[Start Reading passage]

On a generalized Sasakian space form $M^{2n-1}(f_1,f_2,f_3)$, given a unit vector field X, orthogonal to $\xi$, the $\varphi$-sectional curvature $K(X,\varphi X)=g\left(R\right(X,\varphi X)\varphi X,X)$ is independent of the direction X, since $K(X,\varphi X)=f_1+3f_2$. Moreover, the self-adjoint Jacobi operator $R_{\xi }=R(·,\xi )\xi$ can be written as

$$R_{\xi }=(f_1-f_3)(I-\eta \otimes \xi ),$$

(5)

and the Ricci operator S as

$$S=\left((2n-2)f_1+3f_2-f_3\right)I+\left(-3f_2-(2n-3)f_3\right)\eta \otimes \xi ,$$

(6)

where I denotes the identity.

2.2. Real Hypersurfaces in Complex Space Forms

In this subsection, we present some known results about real hypersurfaces in n-dimensional complex space forms ${\tilde{M}}_n\left(c\right)$ with constant holomorphic sectional curvature c.

[End Reading passage]
[Start Information shown]

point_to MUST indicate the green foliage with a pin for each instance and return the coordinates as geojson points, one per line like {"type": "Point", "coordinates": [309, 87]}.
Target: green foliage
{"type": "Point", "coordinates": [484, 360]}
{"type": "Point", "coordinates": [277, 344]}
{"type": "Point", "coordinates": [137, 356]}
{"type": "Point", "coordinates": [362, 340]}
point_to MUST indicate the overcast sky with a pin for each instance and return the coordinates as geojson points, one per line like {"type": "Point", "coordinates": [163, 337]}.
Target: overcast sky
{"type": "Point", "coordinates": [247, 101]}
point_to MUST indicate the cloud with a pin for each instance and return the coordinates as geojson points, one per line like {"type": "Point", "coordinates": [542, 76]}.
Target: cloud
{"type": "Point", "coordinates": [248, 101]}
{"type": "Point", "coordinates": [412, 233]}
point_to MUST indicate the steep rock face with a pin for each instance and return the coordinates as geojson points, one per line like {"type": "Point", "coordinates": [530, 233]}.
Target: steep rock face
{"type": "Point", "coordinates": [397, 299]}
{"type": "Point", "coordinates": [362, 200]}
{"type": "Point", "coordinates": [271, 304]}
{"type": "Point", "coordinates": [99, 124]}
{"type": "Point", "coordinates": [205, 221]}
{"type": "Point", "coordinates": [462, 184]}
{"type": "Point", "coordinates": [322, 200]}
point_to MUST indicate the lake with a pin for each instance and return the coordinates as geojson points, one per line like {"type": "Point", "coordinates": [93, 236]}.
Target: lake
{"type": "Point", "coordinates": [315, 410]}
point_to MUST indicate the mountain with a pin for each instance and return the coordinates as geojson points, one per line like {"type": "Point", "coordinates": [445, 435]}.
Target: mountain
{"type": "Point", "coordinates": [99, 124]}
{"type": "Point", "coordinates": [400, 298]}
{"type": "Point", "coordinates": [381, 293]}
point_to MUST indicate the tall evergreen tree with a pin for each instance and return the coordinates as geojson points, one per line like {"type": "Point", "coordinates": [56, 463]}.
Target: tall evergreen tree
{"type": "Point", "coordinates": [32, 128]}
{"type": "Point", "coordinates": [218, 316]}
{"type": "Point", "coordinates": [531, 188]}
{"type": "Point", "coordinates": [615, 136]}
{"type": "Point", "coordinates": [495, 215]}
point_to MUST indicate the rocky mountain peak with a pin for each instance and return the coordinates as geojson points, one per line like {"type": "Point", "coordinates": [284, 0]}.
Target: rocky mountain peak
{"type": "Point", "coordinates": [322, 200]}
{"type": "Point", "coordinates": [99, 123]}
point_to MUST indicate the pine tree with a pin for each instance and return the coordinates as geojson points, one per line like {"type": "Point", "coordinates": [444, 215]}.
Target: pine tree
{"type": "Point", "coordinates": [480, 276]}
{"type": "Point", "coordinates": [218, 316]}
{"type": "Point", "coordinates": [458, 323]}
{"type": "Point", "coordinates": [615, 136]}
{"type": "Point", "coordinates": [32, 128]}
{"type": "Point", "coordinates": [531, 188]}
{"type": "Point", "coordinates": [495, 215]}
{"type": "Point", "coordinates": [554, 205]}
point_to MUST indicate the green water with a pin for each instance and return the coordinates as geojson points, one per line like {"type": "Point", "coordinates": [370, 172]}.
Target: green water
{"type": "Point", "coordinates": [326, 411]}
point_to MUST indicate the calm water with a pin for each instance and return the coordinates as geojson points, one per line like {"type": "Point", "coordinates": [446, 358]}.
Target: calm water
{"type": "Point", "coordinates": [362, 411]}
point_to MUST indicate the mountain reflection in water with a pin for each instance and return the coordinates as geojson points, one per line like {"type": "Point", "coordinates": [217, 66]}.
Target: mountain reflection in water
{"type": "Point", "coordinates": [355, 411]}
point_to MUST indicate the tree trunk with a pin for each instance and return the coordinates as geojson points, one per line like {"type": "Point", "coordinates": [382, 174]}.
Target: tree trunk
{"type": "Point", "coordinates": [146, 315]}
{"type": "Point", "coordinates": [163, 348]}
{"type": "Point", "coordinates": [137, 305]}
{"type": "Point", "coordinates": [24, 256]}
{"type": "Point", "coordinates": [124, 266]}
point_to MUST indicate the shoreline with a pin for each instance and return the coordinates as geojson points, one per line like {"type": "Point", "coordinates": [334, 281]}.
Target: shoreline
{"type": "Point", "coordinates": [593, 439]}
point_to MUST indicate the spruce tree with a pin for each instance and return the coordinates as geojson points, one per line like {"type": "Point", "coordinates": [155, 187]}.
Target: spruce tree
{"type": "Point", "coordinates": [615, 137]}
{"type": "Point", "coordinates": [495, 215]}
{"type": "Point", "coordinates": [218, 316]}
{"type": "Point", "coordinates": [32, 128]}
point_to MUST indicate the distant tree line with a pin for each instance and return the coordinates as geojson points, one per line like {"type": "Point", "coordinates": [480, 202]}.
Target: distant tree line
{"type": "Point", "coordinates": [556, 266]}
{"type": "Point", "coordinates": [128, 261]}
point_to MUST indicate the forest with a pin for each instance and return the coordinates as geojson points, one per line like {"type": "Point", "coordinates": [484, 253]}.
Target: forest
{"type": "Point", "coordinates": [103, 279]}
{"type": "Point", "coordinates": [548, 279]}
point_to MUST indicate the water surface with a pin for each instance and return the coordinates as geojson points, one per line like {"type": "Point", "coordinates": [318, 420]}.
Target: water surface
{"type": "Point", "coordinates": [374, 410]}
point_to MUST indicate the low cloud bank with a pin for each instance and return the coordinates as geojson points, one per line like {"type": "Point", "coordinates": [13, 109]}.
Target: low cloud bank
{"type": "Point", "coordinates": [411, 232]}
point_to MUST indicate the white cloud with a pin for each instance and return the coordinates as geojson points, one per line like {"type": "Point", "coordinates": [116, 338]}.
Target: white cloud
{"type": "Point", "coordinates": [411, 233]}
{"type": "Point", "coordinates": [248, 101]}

[End Information shown]

What you need to do:
1. Retype the passage on generalized Sasakian space forms verbatim, beginning at the words "and the Ricci" and stopping after the words "sectional curvature c.".
2. State only the number of lines in the records that contain the string "peak", where case counts.

Responses:
1.
and the Ricci operator S as

$$S=\left((2n-2)f_1+3f_2-f_3\right)I+\left(-3f_2-(2n-3)f_3\right)\eta \otimes \xi ,$$

(6)

where I denotes the identity.

2.2. Real Hypersurfaces in Complex Space Forms

In this subsection, we present some known results about real hypersurfaces in n-dimensional complex space forms ${\tilde{M}}_n\left(c\right)$ with constant holomorphic sectional curvature c.

2. 2